小問 1:
フィリピン人とのハーフへの偏見を扱った記事について、次の問いに答えよ。
(a) 2010年の厚労省の調査では、国際結婚は婚姻件数の約何%か。
(b) 加害少年の自宅のブロックには、どのような言葉が落書きされたか。
(c) サンドラ・ヘフェリン氏の著書の題名は何か。
小問 2:
フィリピン人とのハーフへの偏見を扱った記事を、最後の文の続きから書き継いでください。

本文抜粋:
差別に関する話題……本と雑誌のニュースサイト/リテラ
川崎中1殺害事件でも…秋元才加やざわちんが明かすフィリピンハーフへの偏見と差別
出自での偏見に悩んだ2人(左/ざわちん(ZAWACHIN)オフィシャルサイト 右/秋元才加オフィシャルブログ「ブキヨウマッスグ。」Powered by Amebaより)
いまだ注目を集め続ける川崎中1殺害事件。例によって被害者の少年、加害少年の家族のプライバシーが連日書き立てられている。
なかでも気になるのが、加害少年の母親のルーツに関するものだ。週刊誌で強調されているのが、母親はフィリピン人でフィリピンパブのホステスをしていたことや、父親がそのお客さんだったことだ。たとえば「週刊文春」(文藝春秋)2015年3月12日号では、母親がフィリピン人ホステスの友達を大勢連れてきて酒盛りをし、大騒ぎしていたことなども報じていた。
こうした報道の影響か、加害少年の自宅では、家のブロックに「フィリピンにかえりたい」と落書きされるなどの嫌がらせを受けているという。
もちろん犯罪を検証する際、加害者の背景を知ることは重要だが、ことさら国籍を強調するこうした報道には違和感がある。この事件で、フィリピン人とのハーフに対する差別が助長されることが心配だ。
2010年の厚労省の調査によると、婚姻件数のうち約4.3%、約23組に1組が国際結婚。なかでも多いのが、韓国・朝鮮、中国そしてフィリピン人との結婚である。
国際結婚の増加にともない、ハーフの子どもも増えているが、ハーフであることを理由にした差別やいじめはいまだなくならない。とくにフィリピン人とのハーフに対しては、とりわけ根強い偏見がある。
日本人とドイツ人のハーフであるサンドラ・ヘフェリン氏は、著書『ハーフが美人なんて妄想ですから!!』(中公新書ラクレ)のなかで、知人の体験談としてこんなエピソードを紹介している。

提供データ:
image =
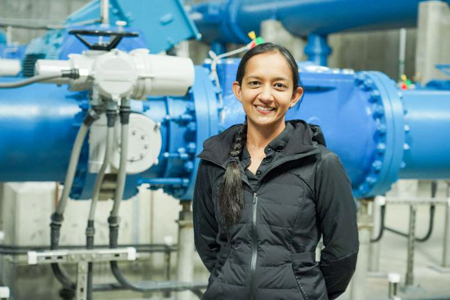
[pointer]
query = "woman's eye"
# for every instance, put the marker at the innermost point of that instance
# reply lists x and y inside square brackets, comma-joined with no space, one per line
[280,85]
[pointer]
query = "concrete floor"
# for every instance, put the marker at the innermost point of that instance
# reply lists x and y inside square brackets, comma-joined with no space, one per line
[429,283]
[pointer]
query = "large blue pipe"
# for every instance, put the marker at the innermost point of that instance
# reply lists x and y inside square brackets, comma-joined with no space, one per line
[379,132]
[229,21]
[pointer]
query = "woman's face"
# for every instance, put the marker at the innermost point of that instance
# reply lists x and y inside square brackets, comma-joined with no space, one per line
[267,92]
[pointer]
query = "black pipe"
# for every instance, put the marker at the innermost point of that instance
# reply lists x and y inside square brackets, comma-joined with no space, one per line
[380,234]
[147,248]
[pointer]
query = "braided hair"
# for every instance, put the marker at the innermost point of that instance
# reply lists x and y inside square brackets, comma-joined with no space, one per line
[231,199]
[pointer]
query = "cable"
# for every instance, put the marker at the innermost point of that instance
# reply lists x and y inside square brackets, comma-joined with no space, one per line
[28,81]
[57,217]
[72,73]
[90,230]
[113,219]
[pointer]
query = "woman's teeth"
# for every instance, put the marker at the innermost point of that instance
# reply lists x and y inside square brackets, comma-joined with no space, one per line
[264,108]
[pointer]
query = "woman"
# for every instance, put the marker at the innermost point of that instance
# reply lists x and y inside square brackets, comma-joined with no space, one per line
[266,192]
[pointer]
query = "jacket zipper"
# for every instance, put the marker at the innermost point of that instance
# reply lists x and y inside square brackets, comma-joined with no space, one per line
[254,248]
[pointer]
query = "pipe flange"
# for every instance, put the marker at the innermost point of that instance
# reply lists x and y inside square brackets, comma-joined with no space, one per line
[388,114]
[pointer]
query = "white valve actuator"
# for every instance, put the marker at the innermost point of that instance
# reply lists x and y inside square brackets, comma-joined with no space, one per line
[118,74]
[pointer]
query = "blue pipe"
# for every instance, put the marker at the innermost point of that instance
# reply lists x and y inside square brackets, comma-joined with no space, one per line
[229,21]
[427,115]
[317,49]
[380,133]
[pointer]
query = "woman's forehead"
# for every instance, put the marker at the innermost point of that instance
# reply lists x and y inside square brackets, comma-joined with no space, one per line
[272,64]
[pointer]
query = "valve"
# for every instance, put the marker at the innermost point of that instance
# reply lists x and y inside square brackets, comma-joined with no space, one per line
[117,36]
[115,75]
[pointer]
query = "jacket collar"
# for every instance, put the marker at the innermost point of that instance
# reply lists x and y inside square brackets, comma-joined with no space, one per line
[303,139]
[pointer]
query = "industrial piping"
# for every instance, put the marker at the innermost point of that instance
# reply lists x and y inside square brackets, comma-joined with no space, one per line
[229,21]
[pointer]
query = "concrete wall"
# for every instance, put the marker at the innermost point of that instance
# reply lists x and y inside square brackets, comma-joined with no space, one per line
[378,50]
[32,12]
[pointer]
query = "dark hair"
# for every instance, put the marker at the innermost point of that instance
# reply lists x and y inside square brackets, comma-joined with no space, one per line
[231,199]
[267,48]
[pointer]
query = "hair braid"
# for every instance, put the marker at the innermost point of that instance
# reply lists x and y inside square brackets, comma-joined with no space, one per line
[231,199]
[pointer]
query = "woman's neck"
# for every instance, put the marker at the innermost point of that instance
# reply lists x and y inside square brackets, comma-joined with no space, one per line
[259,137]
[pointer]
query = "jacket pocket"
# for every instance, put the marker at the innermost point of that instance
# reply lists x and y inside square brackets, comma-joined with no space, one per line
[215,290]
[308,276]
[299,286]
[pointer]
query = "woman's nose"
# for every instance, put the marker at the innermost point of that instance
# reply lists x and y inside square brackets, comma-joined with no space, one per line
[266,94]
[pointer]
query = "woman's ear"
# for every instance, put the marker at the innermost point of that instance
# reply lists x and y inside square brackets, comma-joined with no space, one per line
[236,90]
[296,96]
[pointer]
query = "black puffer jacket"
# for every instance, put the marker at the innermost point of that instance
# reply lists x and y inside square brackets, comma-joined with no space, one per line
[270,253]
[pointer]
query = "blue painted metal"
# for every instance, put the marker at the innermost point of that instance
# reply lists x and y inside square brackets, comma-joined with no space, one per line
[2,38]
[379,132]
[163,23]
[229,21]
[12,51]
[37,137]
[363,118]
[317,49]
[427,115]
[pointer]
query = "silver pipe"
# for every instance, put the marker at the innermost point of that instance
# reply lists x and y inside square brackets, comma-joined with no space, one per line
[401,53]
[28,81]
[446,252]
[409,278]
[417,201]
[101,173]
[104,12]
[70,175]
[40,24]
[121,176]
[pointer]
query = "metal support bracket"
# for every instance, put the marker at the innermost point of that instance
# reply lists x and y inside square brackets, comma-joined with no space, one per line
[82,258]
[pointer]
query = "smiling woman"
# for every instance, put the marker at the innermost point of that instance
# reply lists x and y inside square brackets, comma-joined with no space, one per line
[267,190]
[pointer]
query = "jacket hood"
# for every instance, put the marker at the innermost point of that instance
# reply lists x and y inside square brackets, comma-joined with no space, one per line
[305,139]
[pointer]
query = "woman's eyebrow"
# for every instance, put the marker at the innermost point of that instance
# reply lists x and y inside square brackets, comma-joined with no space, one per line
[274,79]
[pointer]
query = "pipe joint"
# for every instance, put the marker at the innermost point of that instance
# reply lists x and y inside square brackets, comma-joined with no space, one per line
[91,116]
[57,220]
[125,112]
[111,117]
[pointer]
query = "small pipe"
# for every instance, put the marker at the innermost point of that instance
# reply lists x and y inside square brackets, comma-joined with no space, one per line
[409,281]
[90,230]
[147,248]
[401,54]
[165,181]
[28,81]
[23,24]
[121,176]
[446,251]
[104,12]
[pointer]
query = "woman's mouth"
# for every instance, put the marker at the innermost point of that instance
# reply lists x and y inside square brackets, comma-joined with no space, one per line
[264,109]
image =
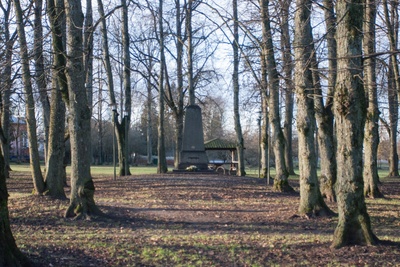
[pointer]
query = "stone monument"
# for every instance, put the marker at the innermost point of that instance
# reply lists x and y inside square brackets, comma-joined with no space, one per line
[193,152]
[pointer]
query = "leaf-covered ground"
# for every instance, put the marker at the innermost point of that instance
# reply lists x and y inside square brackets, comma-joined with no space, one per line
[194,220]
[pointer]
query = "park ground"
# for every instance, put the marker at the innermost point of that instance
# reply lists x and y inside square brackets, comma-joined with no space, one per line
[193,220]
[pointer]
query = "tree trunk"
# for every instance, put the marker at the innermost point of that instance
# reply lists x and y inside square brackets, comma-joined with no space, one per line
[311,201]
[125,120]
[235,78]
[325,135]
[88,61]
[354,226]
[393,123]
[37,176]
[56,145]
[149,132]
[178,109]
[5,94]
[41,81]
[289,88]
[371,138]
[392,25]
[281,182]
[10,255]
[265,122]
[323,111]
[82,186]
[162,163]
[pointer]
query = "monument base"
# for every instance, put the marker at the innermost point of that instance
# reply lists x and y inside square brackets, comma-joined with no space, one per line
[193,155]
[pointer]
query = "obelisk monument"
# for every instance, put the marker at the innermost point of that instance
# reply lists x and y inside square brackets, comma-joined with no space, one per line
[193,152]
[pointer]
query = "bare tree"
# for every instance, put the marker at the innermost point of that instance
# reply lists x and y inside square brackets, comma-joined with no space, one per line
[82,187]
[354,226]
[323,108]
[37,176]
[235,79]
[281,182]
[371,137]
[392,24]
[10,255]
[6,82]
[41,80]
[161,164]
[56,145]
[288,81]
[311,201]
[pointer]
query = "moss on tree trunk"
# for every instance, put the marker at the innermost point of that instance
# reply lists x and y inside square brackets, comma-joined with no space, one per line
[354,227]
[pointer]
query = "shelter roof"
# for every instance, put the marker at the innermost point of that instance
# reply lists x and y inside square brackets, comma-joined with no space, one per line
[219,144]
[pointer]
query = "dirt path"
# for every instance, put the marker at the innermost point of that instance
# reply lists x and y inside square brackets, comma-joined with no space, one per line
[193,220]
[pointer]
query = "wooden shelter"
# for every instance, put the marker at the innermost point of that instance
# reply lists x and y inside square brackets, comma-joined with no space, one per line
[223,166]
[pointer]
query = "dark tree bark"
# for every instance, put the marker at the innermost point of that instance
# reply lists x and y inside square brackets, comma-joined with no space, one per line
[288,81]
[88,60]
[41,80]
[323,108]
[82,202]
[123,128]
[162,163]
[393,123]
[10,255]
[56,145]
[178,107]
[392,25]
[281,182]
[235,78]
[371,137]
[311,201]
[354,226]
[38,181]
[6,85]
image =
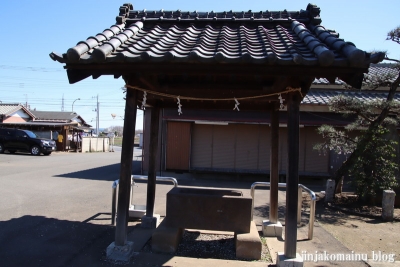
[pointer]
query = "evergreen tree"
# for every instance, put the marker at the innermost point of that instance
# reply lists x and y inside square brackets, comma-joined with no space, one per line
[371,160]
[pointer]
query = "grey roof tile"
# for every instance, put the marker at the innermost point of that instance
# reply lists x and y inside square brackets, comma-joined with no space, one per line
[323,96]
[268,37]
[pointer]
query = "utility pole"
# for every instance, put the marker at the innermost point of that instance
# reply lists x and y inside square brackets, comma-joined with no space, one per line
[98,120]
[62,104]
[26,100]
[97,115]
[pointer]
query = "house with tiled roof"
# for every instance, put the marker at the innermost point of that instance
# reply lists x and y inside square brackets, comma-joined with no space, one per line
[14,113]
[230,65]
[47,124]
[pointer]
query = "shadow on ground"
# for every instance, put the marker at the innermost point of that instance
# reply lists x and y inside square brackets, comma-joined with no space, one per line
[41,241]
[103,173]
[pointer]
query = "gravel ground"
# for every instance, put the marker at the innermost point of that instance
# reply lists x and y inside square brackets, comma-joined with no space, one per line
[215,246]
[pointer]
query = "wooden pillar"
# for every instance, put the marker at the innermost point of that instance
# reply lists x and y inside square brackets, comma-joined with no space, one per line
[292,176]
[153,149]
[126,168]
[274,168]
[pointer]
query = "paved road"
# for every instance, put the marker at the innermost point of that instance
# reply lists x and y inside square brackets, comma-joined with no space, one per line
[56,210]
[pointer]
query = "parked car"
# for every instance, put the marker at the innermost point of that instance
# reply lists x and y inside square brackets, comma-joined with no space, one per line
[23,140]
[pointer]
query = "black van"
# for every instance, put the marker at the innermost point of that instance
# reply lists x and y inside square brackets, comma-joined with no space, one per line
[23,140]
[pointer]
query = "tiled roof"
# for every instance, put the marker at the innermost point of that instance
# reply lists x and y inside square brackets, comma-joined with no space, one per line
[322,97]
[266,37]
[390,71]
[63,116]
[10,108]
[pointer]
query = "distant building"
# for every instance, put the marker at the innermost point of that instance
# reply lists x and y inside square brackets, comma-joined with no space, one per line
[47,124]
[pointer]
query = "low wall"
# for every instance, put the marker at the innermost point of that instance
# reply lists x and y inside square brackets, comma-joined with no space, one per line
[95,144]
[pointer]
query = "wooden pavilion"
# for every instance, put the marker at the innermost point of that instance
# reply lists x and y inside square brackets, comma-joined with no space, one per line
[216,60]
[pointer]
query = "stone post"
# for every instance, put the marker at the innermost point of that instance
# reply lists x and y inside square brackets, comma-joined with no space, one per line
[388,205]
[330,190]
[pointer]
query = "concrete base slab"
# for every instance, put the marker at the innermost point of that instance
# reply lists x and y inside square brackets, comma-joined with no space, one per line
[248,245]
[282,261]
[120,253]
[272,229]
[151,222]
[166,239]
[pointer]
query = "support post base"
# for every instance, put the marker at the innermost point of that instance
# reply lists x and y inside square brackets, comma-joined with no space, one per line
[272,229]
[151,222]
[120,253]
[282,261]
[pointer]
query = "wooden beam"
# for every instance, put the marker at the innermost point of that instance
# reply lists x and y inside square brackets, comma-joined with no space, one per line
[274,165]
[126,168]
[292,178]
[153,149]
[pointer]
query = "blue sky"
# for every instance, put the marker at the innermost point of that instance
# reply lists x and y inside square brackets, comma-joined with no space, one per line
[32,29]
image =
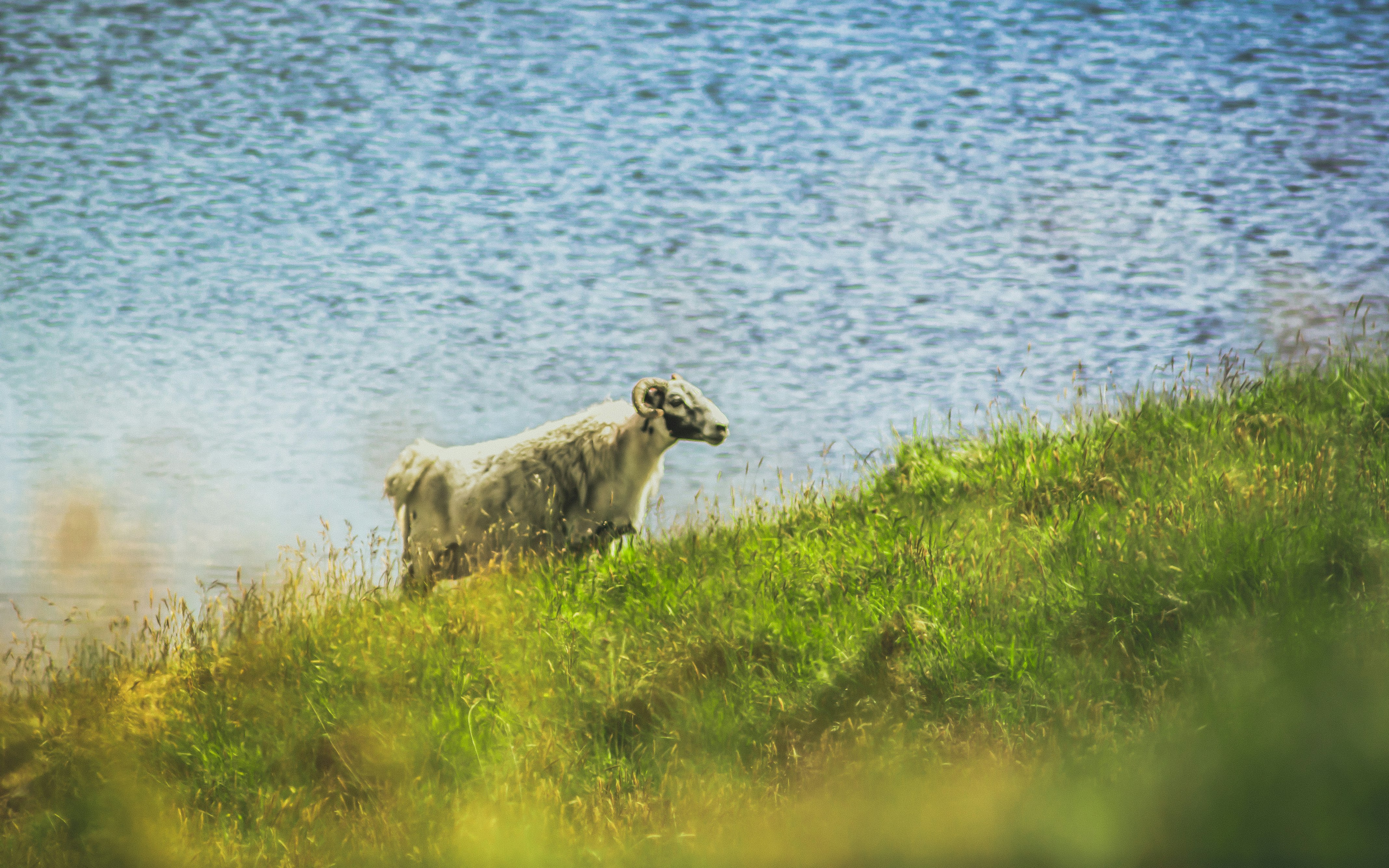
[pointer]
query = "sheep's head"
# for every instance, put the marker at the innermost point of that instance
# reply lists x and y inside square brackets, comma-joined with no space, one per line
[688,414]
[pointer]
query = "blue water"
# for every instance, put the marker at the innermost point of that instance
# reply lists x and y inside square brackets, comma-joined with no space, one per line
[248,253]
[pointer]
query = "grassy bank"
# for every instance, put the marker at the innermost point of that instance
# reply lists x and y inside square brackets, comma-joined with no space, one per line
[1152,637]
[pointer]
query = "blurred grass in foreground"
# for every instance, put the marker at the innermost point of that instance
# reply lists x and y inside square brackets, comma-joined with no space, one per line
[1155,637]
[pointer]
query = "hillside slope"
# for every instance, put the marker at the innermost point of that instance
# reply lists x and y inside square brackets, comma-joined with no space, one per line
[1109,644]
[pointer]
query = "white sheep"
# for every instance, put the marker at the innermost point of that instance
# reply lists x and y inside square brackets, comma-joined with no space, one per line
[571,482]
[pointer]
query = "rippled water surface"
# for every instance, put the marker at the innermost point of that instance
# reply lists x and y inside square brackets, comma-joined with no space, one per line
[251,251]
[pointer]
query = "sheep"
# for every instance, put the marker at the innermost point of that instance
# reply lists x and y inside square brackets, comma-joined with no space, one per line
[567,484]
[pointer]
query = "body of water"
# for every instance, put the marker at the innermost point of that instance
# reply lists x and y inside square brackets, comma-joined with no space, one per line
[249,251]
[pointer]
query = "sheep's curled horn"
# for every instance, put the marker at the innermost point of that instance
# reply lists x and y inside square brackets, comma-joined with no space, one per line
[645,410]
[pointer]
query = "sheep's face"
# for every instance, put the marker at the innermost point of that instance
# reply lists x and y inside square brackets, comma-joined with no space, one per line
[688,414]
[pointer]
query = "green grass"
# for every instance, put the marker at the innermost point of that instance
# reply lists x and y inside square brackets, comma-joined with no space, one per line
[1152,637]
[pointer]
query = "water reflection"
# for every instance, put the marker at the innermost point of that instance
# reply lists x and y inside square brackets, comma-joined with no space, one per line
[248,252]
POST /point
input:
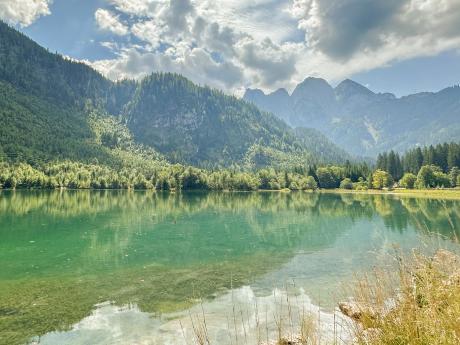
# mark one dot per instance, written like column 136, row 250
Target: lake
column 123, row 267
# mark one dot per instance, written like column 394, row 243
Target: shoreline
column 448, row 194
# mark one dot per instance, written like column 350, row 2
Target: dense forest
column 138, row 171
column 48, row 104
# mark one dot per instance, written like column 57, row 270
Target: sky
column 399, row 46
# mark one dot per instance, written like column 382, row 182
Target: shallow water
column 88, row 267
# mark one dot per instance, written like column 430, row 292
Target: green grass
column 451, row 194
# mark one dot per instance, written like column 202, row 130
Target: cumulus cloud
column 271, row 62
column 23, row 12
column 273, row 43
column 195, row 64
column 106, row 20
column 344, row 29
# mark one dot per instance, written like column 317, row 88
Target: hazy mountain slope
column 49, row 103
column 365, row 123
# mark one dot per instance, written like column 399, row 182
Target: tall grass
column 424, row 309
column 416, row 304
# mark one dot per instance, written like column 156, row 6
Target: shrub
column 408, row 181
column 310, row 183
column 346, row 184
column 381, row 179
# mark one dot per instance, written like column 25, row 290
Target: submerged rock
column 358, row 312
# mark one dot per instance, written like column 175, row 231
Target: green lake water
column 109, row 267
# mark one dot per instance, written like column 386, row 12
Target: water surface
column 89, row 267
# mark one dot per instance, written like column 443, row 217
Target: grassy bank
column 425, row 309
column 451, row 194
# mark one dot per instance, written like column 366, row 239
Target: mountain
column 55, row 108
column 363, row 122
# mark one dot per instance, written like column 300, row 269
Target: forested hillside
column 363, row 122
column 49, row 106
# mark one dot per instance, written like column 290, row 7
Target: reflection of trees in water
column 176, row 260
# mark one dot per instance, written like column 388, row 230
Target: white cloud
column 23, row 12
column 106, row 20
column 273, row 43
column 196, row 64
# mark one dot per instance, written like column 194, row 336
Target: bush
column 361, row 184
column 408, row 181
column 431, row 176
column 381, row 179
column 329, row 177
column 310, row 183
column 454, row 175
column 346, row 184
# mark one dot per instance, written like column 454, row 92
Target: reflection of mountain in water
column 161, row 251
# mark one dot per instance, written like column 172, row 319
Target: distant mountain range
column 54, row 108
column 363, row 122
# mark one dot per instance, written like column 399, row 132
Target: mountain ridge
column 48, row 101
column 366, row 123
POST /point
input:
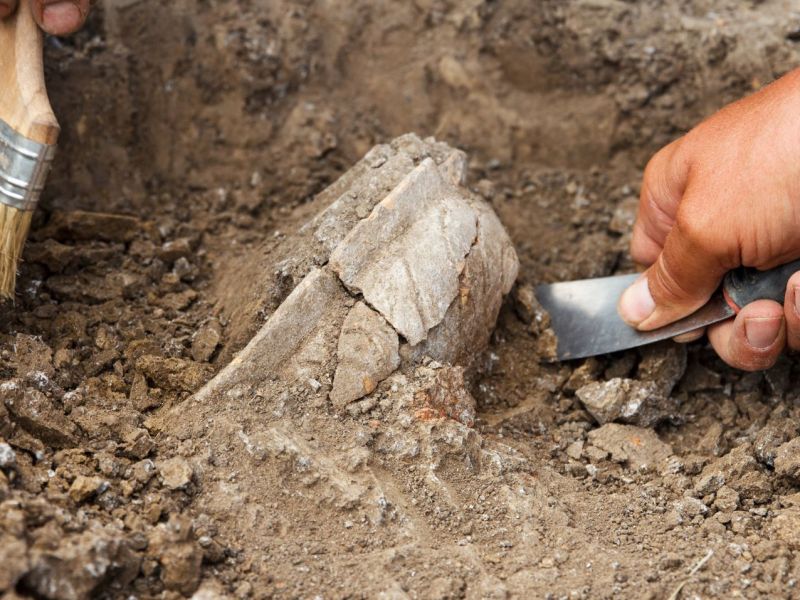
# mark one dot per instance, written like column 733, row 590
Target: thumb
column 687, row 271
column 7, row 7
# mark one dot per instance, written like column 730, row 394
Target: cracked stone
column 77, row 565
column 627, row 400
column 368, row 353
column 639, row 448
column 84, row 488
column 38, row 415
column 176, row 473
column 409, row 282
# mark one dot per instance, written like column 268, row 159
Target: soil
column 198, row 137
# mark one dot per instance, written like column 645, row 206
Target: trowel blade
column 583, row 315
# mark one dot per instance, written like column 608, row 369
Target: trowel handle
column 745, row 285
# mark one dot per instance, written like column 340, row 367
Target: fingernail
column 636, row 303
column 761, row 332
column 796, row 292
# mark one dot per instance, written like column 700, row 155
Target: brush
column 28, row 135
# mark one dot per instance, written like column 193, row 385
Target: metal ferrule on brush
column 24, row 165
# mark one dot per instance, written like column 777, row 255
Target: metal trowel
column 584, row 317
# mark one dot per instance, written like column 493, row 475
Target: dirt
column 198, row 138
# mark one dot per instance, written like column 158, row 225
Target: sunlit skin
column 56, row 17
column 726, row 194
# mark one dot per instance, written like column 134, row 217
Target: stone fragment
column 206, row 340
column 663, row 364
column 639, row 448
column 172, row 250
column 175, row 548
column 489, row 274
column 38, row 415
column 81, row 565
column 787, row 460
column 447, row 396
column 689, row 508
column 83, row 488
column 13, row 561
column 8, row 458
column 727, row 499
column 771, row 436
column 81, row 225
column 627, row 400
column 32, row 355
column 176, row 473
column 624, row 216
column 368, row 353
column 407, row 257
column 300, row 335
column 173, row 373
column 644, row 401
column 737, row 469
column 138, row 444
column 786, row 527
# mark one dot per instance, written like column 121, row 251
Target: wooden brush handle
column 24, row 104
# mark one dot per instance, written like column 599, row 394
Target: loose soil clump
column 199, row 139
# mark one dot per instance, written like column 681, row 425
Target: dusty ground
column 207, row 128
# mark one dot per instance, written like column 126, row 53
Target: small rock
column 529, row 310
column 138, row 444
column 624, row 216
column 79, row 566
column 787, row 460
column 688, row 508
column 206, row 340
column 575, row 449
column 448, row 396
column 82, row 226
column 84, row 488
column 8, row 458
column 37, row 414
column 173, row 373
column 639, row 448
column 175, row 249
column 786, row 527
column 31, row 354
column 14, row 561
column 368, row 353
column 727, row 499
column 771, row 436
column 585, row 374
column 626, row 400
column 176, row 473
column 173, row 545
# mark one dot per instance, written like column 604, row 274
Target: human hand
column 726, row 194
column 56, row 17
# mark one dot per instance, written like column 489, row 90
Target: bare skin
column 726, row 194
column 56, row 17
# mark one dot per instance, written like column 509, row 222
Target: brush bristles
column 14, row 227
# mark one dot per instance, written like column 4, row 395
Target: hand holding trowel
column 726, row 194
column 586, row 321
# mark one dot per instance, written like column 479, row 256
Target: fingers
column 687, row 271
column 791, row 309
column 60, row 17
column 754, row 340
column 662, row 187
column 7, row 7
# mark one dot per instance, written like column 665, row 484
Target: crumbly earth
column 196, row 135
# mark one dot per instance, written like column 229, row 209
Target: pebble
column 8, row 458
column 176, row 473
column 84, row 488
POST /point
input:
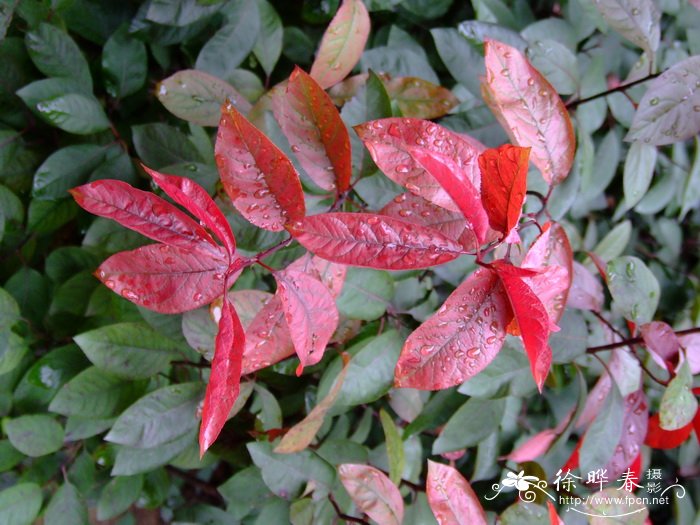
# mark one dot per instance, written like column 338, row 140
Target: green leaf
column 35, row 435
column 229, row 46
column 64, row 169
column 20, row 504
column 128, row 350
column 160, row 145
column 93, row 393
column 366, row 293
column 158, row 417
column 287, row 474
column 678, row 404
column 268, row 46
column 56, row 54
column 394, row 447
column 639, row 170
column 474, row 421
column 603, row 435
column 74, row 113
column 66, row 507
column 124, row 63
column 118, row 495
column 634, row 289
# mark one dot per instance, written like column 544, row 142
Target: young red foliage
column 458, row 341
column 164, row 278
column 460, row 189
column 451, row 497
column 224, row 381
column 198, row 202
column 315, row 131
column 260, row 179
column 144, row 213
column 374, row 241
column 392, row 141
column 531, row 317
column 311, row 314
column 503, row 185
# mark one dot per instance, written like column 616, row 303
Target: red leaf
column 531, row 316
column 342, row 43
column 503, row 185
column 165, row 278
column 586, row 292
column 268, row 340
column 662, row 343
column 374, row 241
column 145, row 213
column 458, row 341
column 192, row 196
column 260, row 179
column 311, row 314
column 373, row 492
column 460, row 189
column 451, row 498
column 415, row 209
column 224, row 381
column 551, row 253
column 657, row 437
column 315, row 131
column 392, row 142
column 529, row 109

解答 1:
(a) 約4.3%(約23組に1組)
(b) 「フィリピンにかえりたい」
(c) 『ハーフが美人なんて妄想ですから!!』(中公新書ラクレ)

解答 2:
外国人を母親にもつ子どもが何人か通っていたある日本の小学校でのこと。保護者がダンスなどの余興を発表することになった際、「ドイツ人のお母さんが『私、ダンスを踊ってもいいですか?』と申し出たところ、まわりのママたちから『素敵!踊りってバレエですか?』」などと盛り上がったのだが、「フィリピン人のお母さんが、『私もダンスを踊っていいですか?』と聞いたところ、お母さん方の間でシラーッとした微妙な雰囲気が流れ」、「後で『あの人、ダンスできるとか言っているけど、水商売で習ったダンスなんじゃないの』と陰口三昧だった」のだという。
こうした「『お母さんがフィリピン人なの』と言うと、すぐに相手は『お母さんは水商売で、お父さんは元お客さんに違いない』と勝手に決め付ける風潮」に対し、著者のヘフェリン氏は「決め付けはよくないのはもちろんのこと、たとえその子のお母さんが水商売をしていたとしても、だから何?」と言う。そもそもハーフでなければ、父親と母親がどこで出会ったかなどいちいち詮索されること自体ないだろう。
また、同書では、2010年10月に群馬県で、フィリピンと日本のハーフの女子小学生が自殺したケースを紹介している。彼女は小学5年生のときフィリピン人の母親が授業参観に訪れたことをきっかけに、母親のことを悪しざまに言われ、「汚い」「クサい」などといじめられていたという。
実はこうした差別やいじめは芸能界でも同様だ。
ベッキー、ローラ、SHELLY、トリンドル玲奈……現在テレビはハーフタレント全盛の時代。「以前は番組に1枠のハーフ枠を争っていたが、最近はハーフ枠が2枠に増えてきた」とホラン千秋、春香クリスティーンが、ハーフタレントの勢いについて語っていた。しかしそうしたハーフタレントの多くは、欧米の白人を親にもつケースがほとんど。
たとえば韓国にルーツをもつ在日韓国人のタレントは所属事務所の意向で、自らのルーツを隠蔽させられているということを本サイトでも報じたことがある。フィリピン人とのハーフも、自らのルーツを隠しているケースが少なくない。
フィリピン人の母親をもつ元AKB48の秋元才加は、著書『ありのまま。』(徳間書店)のなかで、「デビュー当時は、ハーフってことを隠したほうがいいんじゃないかと言われたことがある」と明かしている。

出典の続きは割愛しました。